*** Page text
In rooms protected by gaseous fire suppression systems, room integrity testing is vital. A room integrity test checks the durability of the enclosure to retain an effective concentration of gas, which is critical to the safe operation of the system. It is normally carried out at commissioning, and annually thereafter.
Britannia Fire Technology provides room integrity testing to the required BS EN 15004-1 Standards. We have extensive experience of testing all types and sizes of enclosure, from server rooms in offices to large data halls in designated data centres.
In each case, we undertake the necessary calculations prior to the test, to deliver an immediate onsite result. In the event of failure, we locate and record air-leakage sites using localised smoke testing, if permitted. We provide a full and concise report usually within a few days of the test, incorporating all test data, air leakage diagnosis and certification.
We can also undertake the remedial sealing, often at the same time as the testing, in order to provide the most rapid solution.
High leakage rates allow gaseous extinguishing agents to rapidly escape from an enclosure and result in the desired concentration of extinguishant only remaining in the enclosure for a short period.
Integrity testing, which employs technology and techniques originally developed for use in the energy conservation field, has been recognized as an alternative method for testing the leakiness of enclosures protected by gaseous extinguishants, which can then be sealed, and can also be used to measure the “total leakage area” of the enclosure. This is the sum of the areas of all the individual cracks and openings through which air (and hence gaseous agents) will pass into or out from an enclosure. Working under the auspices of the National Fire Protection Association (NFPA) in the United States, a number of researchers in the field have developed retention prediction formulae which use measurements from fan pressurization tests to predict agent retention times.
******
*** Data supplied
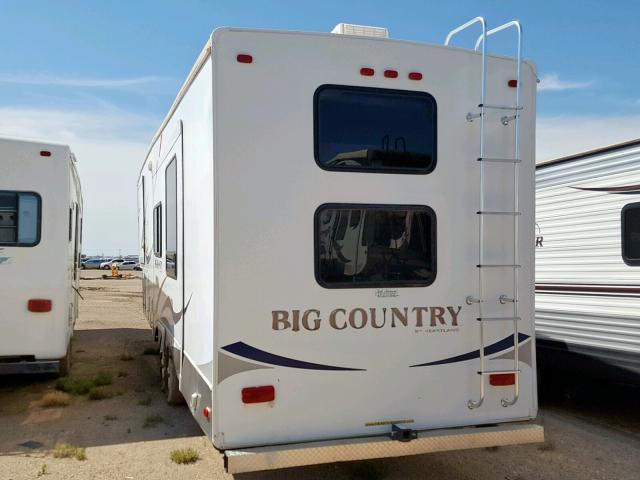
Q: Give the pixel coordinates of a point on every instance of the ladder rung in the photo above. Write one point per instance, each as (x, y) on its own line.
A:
(487, 212)
(497, 266)
(500, 107)
(498, 372)
(498, 319)
(499, 160)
******
Problem set:
1. Answer these questions from the room integrity testing text:
(a) How often is a room integrity test normally carried out?
(b) What method does the company use to find air-leakage sites after a failed test?
(c) Which organization were researchers working under when they developed retention prediction formulae?
2. Please carry on the room integrity testing text, picking up after its final sentence.

Set of answers:
1.
(a) At commissioning, and annually after that.
(b) Localized smoke testing, if permitted.
(c) The National Fire Protection Association (NFPA) in the United States.

2.
The door fan unit is fitted into an existing doorway by means of an adjustable frame, and is used to both pressurized and de-pressurized the protected room with a known quantity of air. The pressure difference simulates the pressure given by the agent / air interface within the protected room. A computer programme is then used to calculate an equivalent leakage area (ELA) that represents the total area of all of the leakage sites within the protected area.
Subsequent modifications to the enclosure and its contents, such as installing additional cables, will tend to increase the leakage of a protected enclosure. Hence it is essential to ensure that the remedial sealing works are undertaken.
It is recommended that repeat integrity testing be carried out one year after the enclosure has passed to ensure that a satisfactory level of enclosure integrity is maintained in the enclosure, as recommended in BS EN 15004-1 and the BFPSA Code of Practice for Gaseous Fire Fighting Systems.